From elements of the bourgeoisie, words like "unimaginable", "extraordinary" and "unprecedented" were used to describe Chancellor Alistair Darling's bail-out of Northern Rock and the state's underwriting of the British banking system. Unprecedented indeed. Darling, blaming US sub-prime lending for the problems said:"Here in Britain, we meet these challenges against the background of a strong economy". But obviously not strong enough to prevent major financial institutions in the fourth largest economy in the world from staring bankruptcy in the face. The action of the Labour government as guarantor of the British banking system, belatedly following the European Central Bank and the US Federal Reserve in pumping billions into their economies, points to both the development of state capitalism and its growing weakness in patching up an economic system which is tending to move out of control.

But these "challenges", as Darling put it, are nothing less than the profound limitations of production for profit, and this is what is being expressed, and will be expressed, in the financial markets. British banks have been enthusiastic about ‘off-balance sheet' borrowing and are at the front of the queue in parcelling up and selling off their dodgy debts. Thus the European Securities Forum shows that by June this year, there were £350 billion worth of outstanding securitised loans backed by UK assets, compared to the equivalent £72 billion in Germany and £28 billion in France. Mortgage lending, all lending, has been manipulated by all states in order to keep their economies going from day to day. House prices have fallen in Spain as defaults have risen. Similar for Ireland and Germany and soon Canada and Australia will be affected. These are all some of the expressions of credit and debt crisis which lie at the heart of capitalism's historic crisis. Led by the US state, cheap and easy money, as well as growing state debt, has been the policy of the bourgeoisie since the end of the 1960s. Henry Paulson, US Treasury Secretary, said in September: "the whole world including the US... has benefited from credit availability" . But the effects of the dope of credit are wearing off, leaving the poison deep within the system. And what's been the answer of the bourgeoisie to the current crisis? Lower interest rates and the injection of masses of monies into the system in order to underwrite it. The very actions that caused the problems in the first place. Thus the ECB and the Fed acted by pumping billions into their economies, accepting even riskier securities for collateral and risking further destabilisation by lending over longer periods.

**Entries supplied:**

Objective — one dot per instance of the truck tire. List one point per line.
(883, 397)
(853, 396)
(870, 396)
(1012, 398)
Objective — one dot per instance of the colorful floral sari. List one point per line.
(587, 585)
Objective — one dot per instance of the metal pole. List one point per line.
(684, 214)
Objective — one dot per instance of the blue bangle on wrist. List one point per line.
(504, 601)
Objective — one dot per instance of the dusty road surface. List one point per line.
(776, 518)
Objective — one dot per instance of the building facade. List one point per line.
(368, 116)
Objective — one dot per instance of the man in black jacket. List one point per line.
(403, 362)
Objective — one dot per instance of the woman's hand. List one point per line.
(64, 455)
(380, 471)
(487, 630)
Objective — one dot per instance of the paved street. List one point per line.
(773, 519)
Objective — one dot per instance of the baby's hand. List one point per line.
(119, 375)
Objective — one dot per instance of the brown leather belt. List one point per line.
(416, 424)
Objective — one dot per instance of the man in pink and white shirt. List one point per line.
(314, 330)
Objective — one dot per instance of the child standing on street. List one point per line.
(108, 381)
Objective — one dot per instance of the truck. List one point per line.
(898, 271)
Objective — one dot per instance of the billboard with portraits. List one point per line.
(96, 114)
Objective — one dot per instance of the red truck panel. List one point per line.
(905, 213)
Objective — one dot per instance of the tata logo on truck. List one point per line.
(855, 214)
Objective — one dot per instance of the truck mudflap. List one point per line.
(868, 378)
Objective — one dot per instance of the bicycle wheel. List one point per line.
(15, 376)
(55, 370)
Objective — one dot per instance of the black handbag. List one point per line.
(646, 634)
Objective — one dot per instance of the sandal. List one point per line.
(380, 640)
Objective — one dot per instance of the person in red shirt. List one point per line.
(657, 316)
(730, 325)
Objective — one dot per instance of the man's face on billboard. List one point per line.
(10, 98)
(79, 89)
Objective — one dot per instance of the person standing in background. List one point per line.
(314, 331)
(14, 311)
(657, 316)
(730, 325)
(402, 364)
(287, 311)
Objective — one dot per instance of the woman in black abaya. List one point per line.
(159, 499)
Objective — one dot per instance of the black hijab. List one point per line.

**Tasks and exercises:**
1. According to the passage on the Northern Rock bail-out, what value of outstanding securitised loans backed by UK assets did the European Securities Forum report by June?
2. Continue the passage on the Northern Rock bail-out and the banking crisis, starting after its final sentence.
The material that comes after the passage stands apart from it.

**Task responses:**
1. £350 billion.

2.
In the face of the near collapse of British banks, the British bourgeoisie were forced to follow suit. The contradiction for the economy of pouring more poison into an already poisoned body just for short-term respite is well summed up in the position of the Governor of the Bank of England, Mervyn King. Abandoning the fiction of an ‘independent' Bank of England, the British state was forced to massively intervene in the crisis. After telling the Commons Treasury Committee in September (quite correctly) that "If risks continue to be underpriced (and one could add, underwritten) the next period of turmoil will be on an even bigger scale". King then went on to say, completely contradicting himself, that he was ready to take far stronger emergency action by cutting interest rates and flooding the financial markets with capital, ie, ‘underpricing' risk in the longer term. Such is the insoluble contradiction for capitalism: whatever state interventions are made in the short term to allay the effects of the crisis, the latter will only come back in force.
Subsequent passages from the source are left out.